=== Exercise instructions ===
1. In the seminar description, recast the paragraph that begins "This course, which was co-designed" as a short bulleted list that keeps its main facts.
2. Extend the seminar description past its final sentence.

=== Document extract ===
=======

College Seminar I, Fall 2000
Jody Cohen (Thomas 223, ext. 5396; ddanjcohen@aol.com)
Anne Dalke (English House 205; ext. 5308; adalke@brynmawr.edu)
“Home is where one starts from. As we grow older
The world becomes stranger, the pattern more complicated . . . .”
T.S. Eliot, “East Coker,” Four Quartets (1935)
“It was only when I was off in college, away from my native surroundings, that I could see myself like somebody else and stand off and look at my garment.”
Zora Neale Hurston, Mules and Men (also 1935)
This course, which was co-designed by members of the Education and English Departments, explores the concept of transition, both as a characteristic of our lives and as a rich metaphor of our search for understanding. We will begin by examining our own relocation from home to college, which we will set in the context of other contemporary and mythic accounts of individual passage. We will end by considering various physical processes of metamorphosis and their implications for learning. Betwixt and between, we will negotiate an interview, take a trip into an unfamiliar cultural setting, and reconsider what home’s got to do with it. We will also read narratives of those who have been unhoused: Dorothy Allison’s Two or Three Things I Know for Sure, Toni Morrison’s Beloved and William Shakespeare’s King Lear, asking what they are taught, and what we might learn, from the disruption of their settled habits.

=======

Records excerpted from a collection
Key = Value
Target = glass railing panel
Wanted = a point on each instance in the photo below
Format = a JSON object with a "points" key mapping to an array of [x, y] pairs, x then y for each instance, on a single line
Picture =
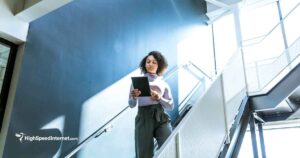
{"points": [[204, 127], [292, 25], [234, 86]]}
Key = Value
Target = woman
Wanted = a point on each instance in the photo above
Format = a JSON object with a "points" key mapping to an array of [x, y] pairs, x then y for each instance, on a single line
{"points": [[151, 120]]}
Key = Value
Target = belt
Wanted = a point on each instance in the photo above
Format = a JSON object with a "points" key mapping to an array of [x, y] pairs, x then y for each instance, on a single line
{"points": [[156, 111]]}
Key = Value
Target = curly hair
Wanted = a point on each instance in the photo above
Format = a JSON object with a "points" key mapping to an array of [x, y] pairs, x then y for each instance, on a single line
{"points": [[161, 61]]}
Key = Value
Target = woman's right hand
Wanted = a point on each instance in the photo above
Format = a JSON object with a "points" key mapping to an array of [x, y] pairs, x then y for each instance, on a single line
{"points": [[135, 93]]}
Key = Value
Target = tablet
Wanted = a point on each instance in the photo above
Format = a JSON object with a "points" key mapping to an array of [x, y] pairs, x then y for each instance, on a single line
{"points": [[142, 84]]}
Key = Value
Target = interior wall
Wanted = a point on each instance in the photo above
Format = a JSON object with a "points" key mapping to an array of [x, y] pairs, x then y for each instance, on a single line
{"points": [[80, 50]]}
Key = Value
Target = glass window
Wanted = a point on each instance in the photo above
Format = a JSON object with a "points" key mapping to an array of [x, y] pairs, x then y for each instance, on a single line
{"points": [[292, 25], [287, 5], [225, 40], [258, 21]]}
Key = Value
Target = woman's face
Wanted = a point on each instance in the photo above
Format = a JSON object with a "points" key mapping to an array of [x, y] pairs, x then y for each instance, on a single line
{"points": [[151, 64]]}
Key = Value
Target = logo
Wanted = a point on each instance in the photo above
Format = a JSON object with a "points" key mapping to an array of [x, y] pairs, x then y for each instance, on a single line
{"points": [[24, 137], [20, 136]]}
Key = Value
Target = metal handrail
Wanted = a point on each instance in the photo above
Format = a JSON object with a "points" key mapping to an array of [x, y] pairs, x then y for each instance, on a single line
{"points": [[96, 134], [104, 128], [265, 36]]}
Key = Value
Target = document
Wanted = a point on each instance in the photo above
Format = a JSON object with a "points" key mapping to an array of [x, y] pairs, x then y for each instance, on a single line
{"points": [[142, 84]]}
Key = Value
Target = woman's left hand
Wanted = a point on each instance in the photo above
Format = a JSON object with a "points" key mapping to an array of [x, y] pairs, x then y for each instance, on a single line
{"points": [[155, 95]]}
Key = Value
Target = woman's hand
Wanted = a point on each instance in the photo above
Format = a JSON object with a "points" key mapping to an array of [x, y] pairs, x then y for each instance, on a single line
{"points": [[135, 93], [155, 95]]}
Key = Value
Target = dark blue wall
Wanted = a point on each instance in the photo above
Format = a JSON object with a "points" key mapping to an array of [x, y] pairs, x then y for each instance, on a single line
{"points": [[78, 50]]}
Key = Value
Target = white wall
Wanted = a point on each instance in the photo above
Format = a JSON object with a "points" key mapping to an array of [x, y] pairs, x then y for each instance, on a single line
{"points": [[11, 27]]}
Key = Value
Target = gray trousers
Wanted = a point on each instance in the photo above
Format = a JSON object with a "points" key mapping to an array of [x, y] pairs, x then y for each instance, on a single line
{"points": [[150, 122]]}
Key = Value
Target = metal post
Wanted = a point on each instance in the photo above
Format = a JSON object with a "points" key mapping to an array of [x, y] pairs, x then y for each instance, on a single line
{"points": [[262, 141], [253, 137]]}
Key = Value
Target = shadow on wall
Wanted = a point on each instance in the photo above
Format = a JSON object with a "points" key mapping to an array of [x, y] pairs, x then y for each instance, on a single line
{"points": [[80, 50]]}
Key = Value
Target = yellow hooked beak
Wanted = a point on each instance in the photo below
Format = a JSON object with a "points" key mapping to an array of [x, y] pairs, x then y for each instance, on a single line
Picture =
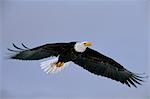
{"points": [[87, 44]]}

=======

=== Answers for the exercise ===
1.
- Co-designed by members of the Education and English Departments
- Explores transition as a feature of our lives and as a metaphor for our search for understanding
- Begins with our own move from home to college, set beside other contemporary and mythic accounts of individual passage
- Along the way: negotiating an interview, taking a trip into an unfamiliar cultural setting, and reconsidering what home has to do with it
- Ends with physical processes of metamorphosis and their implications for learning
- Readings about the unhoused: Dorothy Allison's Two or Three Things I Know for Sure, Toni Morrison's Beloved, and William Shakespeare's King Lear, asking what these figures are taught and what we might learn from the disruption of their settled habits

2.
We will take multiple guides on this exploration of what educational theorist Paulo Freire calls our “unfinishedness” as human beings. Walker Percy, Edward Said and Cynthia Ozick will use the imagery of travel and exile to explain what it means to do academic work, while Maria Lugones, Adrienne Rich, bell hooks and Minnie Bruce Pratt will draw on their life narratives to argue for a politics of location. Anthropologists Victor Turner, Clifford Geertz, Renaldo Rosaldo and Ruth Behar will explore the issues of methodology and ethics which arise in the endeavor to understand cultural “others.” Eleanor Duckworth will guide us in becoming fresh observers of everyday phenomena; finally, Loren Eiseley will help us place these queries in a larger, evolutionary perspective that encompasses the non-human world.
Transition and Location, p.2
Reading Assignments include a number of books and articles that you will be expected to read thoroughly and be prepared to discuss and write about. Readings should be completed by the due date in the syllabus.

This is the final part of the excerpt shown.